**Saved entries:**
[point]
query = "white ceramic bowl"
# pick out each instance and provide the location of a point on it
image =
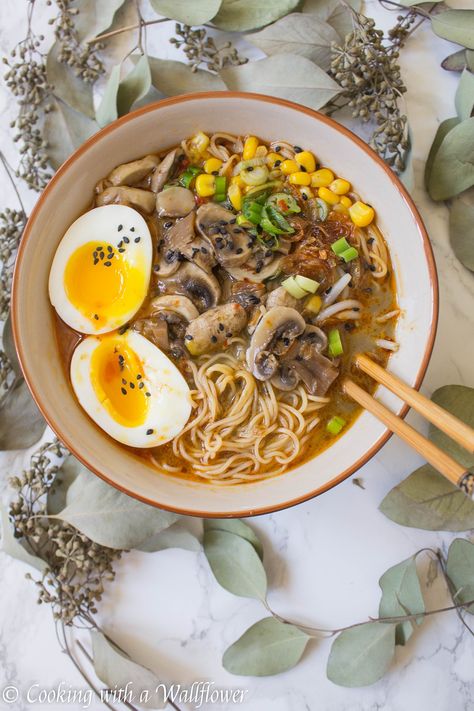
(154, 128)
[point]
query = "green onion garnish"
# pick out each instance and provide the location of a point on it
(334, 343)
(335, 424)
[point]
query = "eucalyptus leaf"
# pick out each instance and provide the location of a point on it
(188, 12)
(452, 170)
(21, 423)
(57, 494)
(118, 671)
(238, 527)
(67, 86)
(176, 536)
(461, 231)
(456, 26)
(459, 401)
(135, 85)
(427, 500)
(268, 647)
(9, 347)
(288, 76)
(443, 129)
(94, 17)
(401, 595)
(13, 547)
(173, 78)
(360, 656)
(460, 571)
(235, 564)
(241, 15)
(107, 109)
(109, 517)
(464, 98)
(65, 130)
(335, 13)
(305, 35)
(455, 62)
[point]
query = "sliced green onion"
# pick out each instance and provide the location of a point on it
(293, 289)
(349, 254)
(335, 424)
(334, 343)
(323, 209)
(290, 203)
(309, 285)
(340, 246)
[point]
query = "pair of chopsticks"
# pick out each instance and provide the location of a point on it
(445, 421)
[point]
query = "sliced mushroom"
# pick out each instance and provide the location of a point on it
(305, 361)
(272, 338)
(201, 252)
(164, 169)
(232, 244)
(213, 328)
(176, 303)
(132, 173)
(202, 288)
(250, 270)
(142, 200)
(180, 233)
(280, 297)
(175, 202)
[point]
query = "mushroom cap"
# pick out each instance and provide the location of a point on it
(230, 242)
(200, 287)
(273, 336)
(175, 202)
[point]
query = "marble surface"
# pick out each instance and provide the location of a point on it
(323, 558)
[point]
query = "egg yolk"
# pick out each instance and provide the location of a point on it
(103, 283)
(118, 380)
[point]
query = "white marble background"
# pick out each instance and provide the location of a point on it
(324, 558)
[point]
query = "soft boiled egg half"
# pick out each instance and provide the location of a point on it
(130, 388)
(101, 269)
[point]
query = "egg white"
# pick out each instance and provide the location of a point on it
(100, 225)
(169, 404)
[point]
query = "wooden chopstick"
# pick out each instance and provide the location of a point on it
(445, 421)
(445, 464)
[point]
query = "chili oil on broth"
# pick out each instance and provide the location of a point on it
(376, 296)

**Assigned task:** Where a line of the entries holds the string "white", include it in the count, and give only the final number.

**Exercise response:** 3